# EXCERPTED TEXT
↓↓↓

Generally, the US allows students to stay in the country and work for 12 months after graduation under a program called Optional Practical Training (OPT). Graduates from science, technology, engineering, or mathematics programs get 36 months. More than half of foreign graduates with OPT studied in these fields.

Over 150,000 foreign graduates joined the US workforce last year under the OPT program.

To participate, students must file OPT applications from inside the US and do so during the 120-day period starting 90 days before their graduation. After US president Donald Trump declared Covid-19 a national emergency on March 13, universities rushed to close their campuses. Many international students have left the country since. Unless the US government changes its rule, students who didn’t file for OPT before leaving the US won’t be authorized to work in the US this summer. Unpaid summer internships that don’t earn course credit require OPT approval, too.

In 2019, most applications were submitted in February, March, and April, according to Trackitt, an immigration-case tracking website.

The Department of Homeland Security (DHS) relaxed rules to allow students taking online classes outside the US to maintain their student visas. It hasn’t offered the same type of flexibility for soon-to-be graduates seeking employment. Nafsa, an association of international educators, asked DHS to expand the OPT filing window and let students to file applications from outside the US. DHS says it’s “evaluating these issues and may offer additional guidance.”

Covid-19 is leaving a large share of the US workforce jobless, but tech and consulting firms continue to hire. “Qualcomm uses our internship program as a pipeline for hiring and we are hiring quite heavily right now, so we don’t want to stop that pipeline,” Clare Conley, a spokeswoman for the company, told Quartz.

Xiran Sun is a student seeing her career changing because of the combination of Covid-19 and unchanged visa rules. She was on track to graduate from Cornell’s information science program in the spring. She had a job offer to join Goldman Sachs as an analyst. Sun was in China for Cornell’s winter break when Covid-19 shuttered the country. The US’s embassy and consulates closed. She wasn’t able to return to campus. Cornell advised her to suspend her study for a semester. Goldman extended her offer to start in December. But the gap in her study disqualified her from getting an OPT approval, according to the current rules. Sun is now taking an internship in Beijing at ByteDance, the owner of TikTok.

The US’s biggest employers of foreign graduates are multinational tech and consulting companies. They are experiencing the loss of prospective hires like Sun and adjusting their hiring practices to retain them.

Amazon is preparing for its largest class of globally distributed interns this summer, and together with Qualcomm, Google, Microsoft, and Intel, they have all moved their internship programs online. Microsoft is creating a virtual internship experience for over 4,000 students. Google will host online networking events and mentor sessions. Both Amazon and Qualcomm told Quartz that they are working with intern candidates and new hires impacted by travel restrictions based on their individual situations.

↑↑↑

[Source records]
↓↓↓

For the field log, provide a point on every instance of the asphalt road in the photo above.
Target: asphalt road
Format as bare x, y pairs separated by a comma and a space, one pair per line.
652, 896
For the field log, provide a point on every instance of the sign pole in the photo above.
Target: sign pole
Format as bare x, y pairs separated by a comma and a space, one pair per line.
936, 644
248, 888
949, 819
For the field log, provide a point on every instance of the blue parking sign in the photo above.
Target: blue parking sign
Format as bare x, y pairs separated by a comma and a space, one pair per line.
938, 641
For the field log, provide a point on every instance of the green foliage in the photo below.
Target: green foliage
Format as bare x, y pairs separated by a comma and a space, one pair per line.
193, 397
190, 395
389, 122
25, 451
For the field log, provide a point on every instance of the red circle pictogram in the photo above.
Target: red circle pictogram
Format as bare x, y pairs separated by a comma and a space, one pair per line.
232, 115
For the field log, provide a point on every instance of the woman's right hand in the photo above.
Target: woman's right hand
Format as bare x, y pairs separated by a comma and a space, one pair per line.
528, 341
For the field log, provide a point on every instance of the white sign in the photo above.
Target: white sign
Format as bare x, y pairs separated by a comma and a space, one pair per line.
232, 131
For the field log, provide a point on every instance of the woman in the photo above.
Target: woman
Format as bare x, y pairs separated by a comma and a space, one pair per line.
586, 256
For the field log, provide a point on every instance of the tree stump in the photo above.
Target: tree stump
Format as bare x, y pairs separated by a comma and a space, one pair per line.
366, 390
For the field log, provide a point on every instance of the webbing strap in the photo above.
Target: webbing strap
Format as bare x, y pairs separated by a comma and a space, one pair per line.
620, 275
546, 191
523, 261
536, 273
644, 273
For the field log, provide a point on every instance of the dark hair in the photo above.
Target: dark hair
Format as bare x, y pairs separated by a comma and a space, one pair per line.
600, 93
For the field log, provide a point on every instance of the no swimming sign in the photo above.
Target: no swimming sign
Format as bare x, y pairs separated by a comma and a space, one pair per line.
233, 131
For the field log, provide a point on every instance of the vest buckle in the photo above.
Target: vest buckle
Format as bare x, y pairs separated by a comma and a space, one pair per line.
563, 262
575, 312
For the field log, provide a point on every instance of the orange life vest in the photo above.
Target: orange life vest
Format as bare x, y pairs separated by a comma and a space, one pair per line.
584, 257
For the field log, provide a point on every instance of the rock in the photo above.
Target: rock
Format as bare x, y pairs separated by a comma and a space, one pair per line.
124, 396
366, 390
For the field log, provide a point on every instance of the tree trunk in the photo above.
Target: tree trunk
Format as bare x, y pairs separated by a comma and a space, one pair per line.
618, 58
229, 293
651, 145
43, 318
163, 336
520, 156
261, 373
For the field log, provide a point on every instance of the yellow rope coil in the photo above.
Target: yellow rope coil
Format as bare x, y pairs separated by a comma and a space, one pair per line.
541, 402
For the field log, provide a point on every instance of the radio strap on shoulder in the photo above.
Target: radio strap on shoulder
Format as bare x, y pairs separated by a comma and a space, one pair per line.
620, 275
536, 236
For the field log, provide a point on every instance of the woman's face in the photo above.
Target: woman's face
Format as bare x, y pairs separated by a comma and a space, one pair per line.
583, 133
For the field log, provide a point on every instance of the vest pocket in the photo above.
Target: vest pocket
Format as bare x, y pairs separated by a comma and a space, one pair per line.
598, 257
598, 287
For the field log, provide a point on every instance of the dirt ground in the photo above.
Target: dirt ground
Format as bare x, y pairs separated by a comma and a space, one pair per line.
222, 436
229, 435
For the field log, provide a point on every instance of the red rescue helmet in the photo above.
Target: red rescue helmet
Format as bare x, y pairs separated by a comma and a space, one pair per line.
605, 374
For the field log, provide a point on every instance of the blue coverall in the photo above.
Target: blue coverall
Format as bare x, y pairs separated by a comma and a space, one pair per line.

↑↑↑

# WORK REQUEST
Reproduce the passage of the excerpt on foreign graduates and OPT work rules, starting at "Generally, the US" and ending at "the OPT program.".

# EXPECTED ANSWER
Generally, the US allows students to stay in the country and work for 12 months after graduation under a program called Optional Practical Training (OPT). Graduates from science, technology, engineering, or mathematics programs get 36 months. More than half of foreign graduates with OPT studied in these fields.

Over 150,000 foreign graduates joined the US workforce last year under the OPT program.